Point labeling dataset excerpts
----

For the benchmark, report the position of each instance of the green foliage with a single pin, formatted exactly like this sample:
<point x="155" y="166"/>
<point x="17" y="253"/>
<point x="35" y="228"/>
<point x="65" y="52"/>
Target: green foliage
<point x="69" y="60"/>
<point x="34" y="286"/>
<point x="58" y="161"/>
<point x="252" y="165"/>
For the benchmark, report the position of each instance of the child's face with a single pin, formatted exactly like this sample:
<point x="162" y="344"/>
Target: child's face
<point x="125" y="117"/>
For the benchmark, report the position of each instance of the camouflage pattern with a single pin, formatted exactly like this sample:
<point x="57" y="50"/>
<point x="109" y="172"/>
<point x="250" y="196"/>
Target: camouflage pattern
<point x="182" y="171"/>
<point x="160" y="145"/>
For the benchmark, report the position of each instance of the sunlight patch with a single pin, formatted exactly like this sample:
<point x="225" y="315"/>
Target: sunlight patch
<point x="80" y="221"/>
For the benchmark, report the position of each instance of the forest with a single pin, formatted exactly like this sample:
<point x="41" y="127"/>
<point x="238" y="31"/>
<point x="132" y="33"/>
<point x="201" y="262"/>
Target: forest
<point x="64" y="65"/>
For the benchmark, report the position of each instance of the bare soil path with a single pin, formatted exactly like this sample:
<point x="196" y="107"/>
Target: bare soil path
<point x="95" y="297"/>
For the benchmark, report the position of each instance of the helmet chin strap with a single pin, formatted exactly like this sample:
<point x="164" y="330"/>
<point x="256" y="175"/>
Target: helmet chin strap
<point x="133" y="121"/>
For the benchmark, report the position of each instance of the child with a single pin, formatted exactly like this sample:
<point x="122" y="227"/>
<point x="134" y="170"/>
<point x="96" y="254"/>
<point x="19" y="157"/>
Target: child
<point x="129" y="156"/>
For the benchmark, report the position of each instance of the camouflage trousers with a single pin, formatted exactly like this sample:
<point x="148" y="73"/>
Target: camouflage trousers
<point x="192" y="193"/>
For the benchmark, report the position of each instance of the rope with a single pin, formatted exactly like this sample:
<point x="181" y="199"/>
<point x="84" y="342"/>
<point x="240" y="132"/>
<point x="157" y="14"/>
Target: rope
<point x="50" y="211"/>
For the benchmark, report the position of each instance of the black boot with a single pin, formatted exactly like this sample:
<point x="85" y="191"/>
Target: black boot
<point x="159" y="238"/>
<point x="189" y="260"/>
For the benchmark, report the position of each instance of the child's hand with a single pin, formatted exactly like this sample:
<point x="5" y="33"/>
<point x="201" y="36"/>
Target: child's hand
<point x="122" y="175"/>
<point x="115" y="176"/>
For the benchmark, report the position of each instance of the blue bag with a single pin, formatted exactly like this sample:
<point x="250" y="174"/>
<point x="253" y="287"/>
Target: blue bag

----

AIM OF THE TASK ->
Copy the records from the line containing "the camouflage trousers" through the end of the records, substituting "navy bag" for "blue bag" and changing nothing else.

CORRECT OUTPUT ->
For the benchmark, report the position of each instance of the camouflage trousers with a single pin, formatted exactly like this sample:
<point x="148" y="73"/>
Target: camouflage trousers
<point x="192" y="193"/>
For the benchmark, report the position of each instance of the rope with a single pin, formatted exactly like this sample:
<point x="181" y="199"/>
<point x="84" y="342"/>
<point x="240" y="132"/>
<point x="157" y="14"/>
Target: rope
<point x="50" y="211"/>
For the benchmark, report the position of each instance of the black boot with a single pin, formatted exactly like this sample:
<point x="85" y="191"/>
Target: black boot
<point x="159" y="238"/>
<point x="189" y="260"/>
For the benchmark, report the position of each instance of the child's hand with a single pin, formatted exactly like this sample:
<point x="5" y="33"/>
<point x="201" y="36"/>
Target: child's hand
<point x="122" y="175"/>
<point x="115" y="176"/>
For the benchmark, report the position of each instance of the navy bag with a single pin, formatted exactly like this sample:
<point x="250" y="174"/>
<point x="253" y="287"/>
Target: navy bag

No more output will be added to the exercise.